Zu Studienzeiten musste ich auch einige musikwissenschaftliche Vorlesungen besuchen und ich kann mich noch gut erinnern, wie ich mich in der Pause einer Vorlesung zum Cembalo gewandt habe, das an einer Wand stand, um die Generalbassnotation des soeben besprochenen Werks nachzuspielen. Darauf sagte der Dozent: „Schon noch toll, wenn man einen Generalbass auch wirklich spielen kann“. Die Verbindung von Theorie oder meinetwegen Wissenschaft und Praxis war schon damals einer der Gründe, weshalb ich mich vor dreissig Jahren entschlossen habe, Musik zu studieren. Auch heute fasziniert mich die Verbindung von explizitem Wissen und impliziter Fähigkeit im Fach Musik immer noch.
Nun musste ich in den vielen Jahren, seit ich unterrichte, immer wieder beobachten, dass dem Schulfach Musik die Wissenschaftlichkeit teilweise abgesprochen wird. Aktuell gibt es sogar eine vom Nationalfonds finanzierte Studie der Fachhochschule Nordwestschweiz zum Thema „Gymnasialer Musikunterricht als Spiegel einer praxisbasierten Didaktik. Wissensordnungen in einem Schulfach ohne wissenschaftliche Disziplin und diskursiv konturierte Fachdidaktik“. Ich frage mich, ob die Autoren dieser Studie je die Lehrpläne des Musikunterrichts im Kanton Baselland gelesen haben.
Seit je her sind dort explizit wissenschaftliche Inhalte ausformuliert, die sich eindeutig nicht nur auf Musikpraxis sondern eben auch auf musikwissenschaftliche Inhalte beziehen. Dies ist unter anderem ein Grund, weshalb ich es nicht für richtig halte, die Wahlpflichtfächer Musik mit dem Grundlagenfach „Bildnerisches Gestalten“ gleichzusetzen. Die Lehrpläne des Kantons Baselland beinhalten im Grundlagenfach BG seit Jahren ausschliesslich praktische Gestaltungstechniken während im Musikunterricht sogenannte „theoretische Inhalte“ häufig dazu führen, dass das Fach Musik abgewählt wird. Musik bezieht sich eben gerade im gymnasialen Kontext nicht nur auf die omnipräsente Unterhaltungsmaschinierie sondern versteht sich als Fach mit gesellschaftlichem und historischem Kontext. Nach einem oder zwei Jahren Unterricht verstehen das zum Glück auch die meisten Schülerinnen und Schüler.
Der Nimbus des „Unwissenschaftlichen“ kommt nach meiner Beobachtung nicht unbedingt vom Fach Musik her, wie es seit je her (oder seit den grossen Philosophen) am Gymnasium unterrichtet wird, sondern stammt von einer gesellschaftlichen Haltung, auf Grund derer Musik und deren medialer Verbreitungsmöglichkeiten inklusive technischer wie wirtschaftlicher Entwicklungen vermehrt als Konsumgut betrachtet wird, über das man nicht gross und schon gar nicht wissenschaftlich nachdenken muss. Es scheint mir wichtig, dass demgegenüber am Gymnasium eine kritischere, meinetwegen wissenschaftlichere Haltung entwickelt werden kann.

BEREITGESTELLTE ANGABEN =>
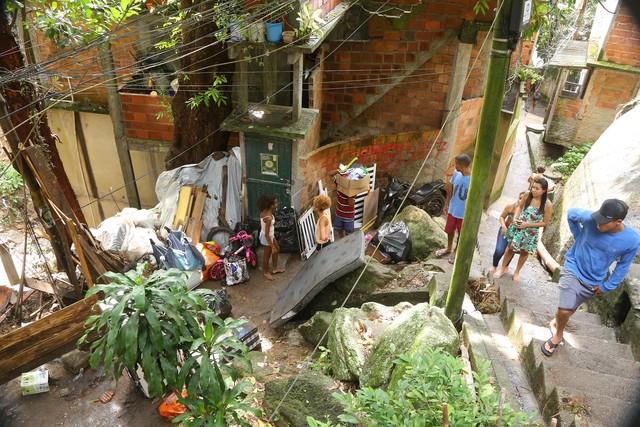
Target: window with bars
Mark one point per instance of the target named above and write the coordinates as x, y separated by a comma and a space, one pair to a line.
576, 83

AUFGABE 1 => Entscheiden Sie für jede der folgenden Aussagen, ob sie mit dem Lesetext übereinstimmt, und antworten Sie jeweils mit Ja oder Nein sowie den ausschlaggebenden Worten des Lesetextes als wörtlichem Zitat. (a) Der Entschluss, Musik zu studieren, fiel vor dreissig Jahren. (b) Die erwähnte Studie wird von der Fachhochschule Nordwestschweiz selbst finanziert. (c) Die Lehrpläne im Grundlagenfach BG enthalten auch theoretische Inhalte.
AUFGABE 2 => Nennen Sie sämtliche Wörter und Wendungen, die im Lesetext zwischen deutschen Anführungszeichen „…“ stehen.
AUFGABE 3 =>
Beantworten Sie anhand des Lesetextes die folgenden Fragen:
(a) Welches Instrument stand während der Vorlesung an einer Wand?
(b) Auf die Lehrpläne welches Kantons wird verwiesen?
(c) Nach wie langem Unterricht verstehen die meisten Schülerinnen und Schüler, dass Musik ein Fach mit gesellschaftlichem und historischem Kontext ist?

ANTWORT 1 =>
(a) Ja: „weshalb ich mich vor dreissig Jahren entschlossen habe, Musik zu studieren“
(b) Nein: „eine vom Nationalfonds finanzierte Studie der Fachhochschule Nordwestschweiz“
(c) Nein: „beinhalten im Grundlagenfach BG seit Jahren ausschliesslich praktische Gestaltungstechniken“

ANTWORT 2 =>
- Schon noch toll, wenn man einen Generalbass auch wirklich spielen kann
- Gymnasialer Musikunterricht als Spiegel einer praxisbasierten Didaktik. Wissensordnungen in einem Schulfach ohne wissenschaftliche Disziplin und diskursiv konturierte Fachdidaktik
- Bildnerisches Gestalten
- theoretische Inhalte
- Unwissenschaftlichen

ANTWORT 3 =>
(a) Ein Cembalo.
(b) Auf die Lehrpläne des Kantons Baselland.
(c) Nach einem oder zwei Jahren Unterricht.